EXERCISE ->
Write out each record below exactly, but not the pictures.

----

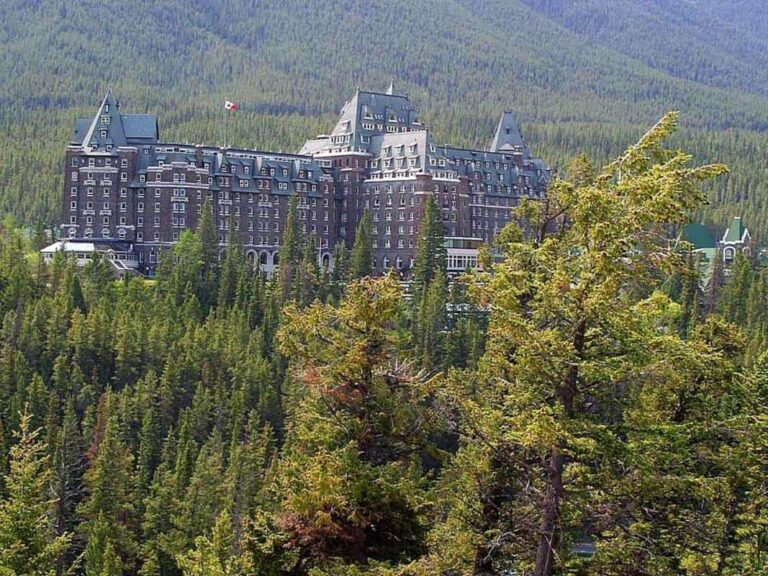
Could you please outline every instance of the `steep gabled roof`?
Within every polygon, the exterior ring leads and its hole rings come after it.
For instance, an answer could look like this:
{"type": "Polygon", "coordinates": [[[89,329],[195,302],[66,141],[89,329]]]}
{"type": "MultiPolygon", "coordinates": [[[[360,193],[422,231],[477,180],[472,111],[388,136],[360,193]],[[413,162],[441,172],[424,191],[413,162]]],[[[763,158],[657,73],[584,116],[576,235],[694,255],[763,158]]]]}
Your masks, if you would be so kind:
{"type": "Polygon", "coordinates": [[[491,142],[491,152],[503,152],[519,150],[525,156],[528,156],[528,149],[525,147],[520,129],[517,127],[515,115],[512,112],[504,112],[496,127],[496,135],[491,142]]]}
{"type": "Polygon", "coordinates": [[[159,138],[154,114],[121,114],[118,102],[107,90],[93,118],[75,121],[74,142],[91,151],[107,151],[131,144],[152,144],[159,138]]]}
{"type": "Polygon", "coordinates": [[[117,100],[112,95],[112,90],[107,90],[99,111],[83,137],[83,146],[92,151],[106,151],[108,146],[117,148],[126,144],[128,140],[125,137],[123,118],[117,109],[117,100]]]}
{"type": "Polygon", "coordinates": [[[745,235],[749,236],[749,231],[741,221],[741,216],[734,216],[728,230],[723,234],[723,242],[742,242],[745,235]]]}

----

OUTPUT BELOW ->
Could you please outline every instance of the `steep gabled roof`?
Within every polygon, the exterior ring leads and its hole rings come after it.
For instance, an answer could look like this:
{"type": "Polygon", "coordinates": [[[89,329],[195,302],[66,141],[89,329]]]}
{"type": "MultiPolygon", "coordinates": [[[[360,193],[422,231],[477,180],[472,111],[388,136],[360,193]],[[413,162],[441,172],[424,191],[413,162]]],[[[763,158],[657,73],[584,116],[576,235],[694,255],[763,158]]]]}
Your masks, if you would be so kind:
{"type": "Polygon", "coordinates": [[[491,142],[491,152],[503,152],[519,150],[525,156],[528,156],[528,149],[525,147],[520,129],[517,127],[515,115],[512,112],[504,112],[496,127],[496,135],[491,142]]]}
{"type": "Polygon", "coordinates": [[[159,138],[154,114],[121,114],[118,102],[107,90],[93,118],[75,121],[74,142],[91,151],[107,151],[131,144],[152,144],[159,138]]]}
{"type": "Polygon", "coordinates": [[[117,100],[112,95],[112,90],[107,90],[99,111],[83,137],[83,146],[92,151],[106,151],[108,146],[117,148],[126,144],[128,140],[125,137],[123,118],[117,109],[117,100]]]}
{"type": "Polygon", "coordinates": [[[745,235],[749,236],[749,231],[741,221],[741,216],[734,216],[728,230],[723,234],[723,242],[742,242],[745,235]]]}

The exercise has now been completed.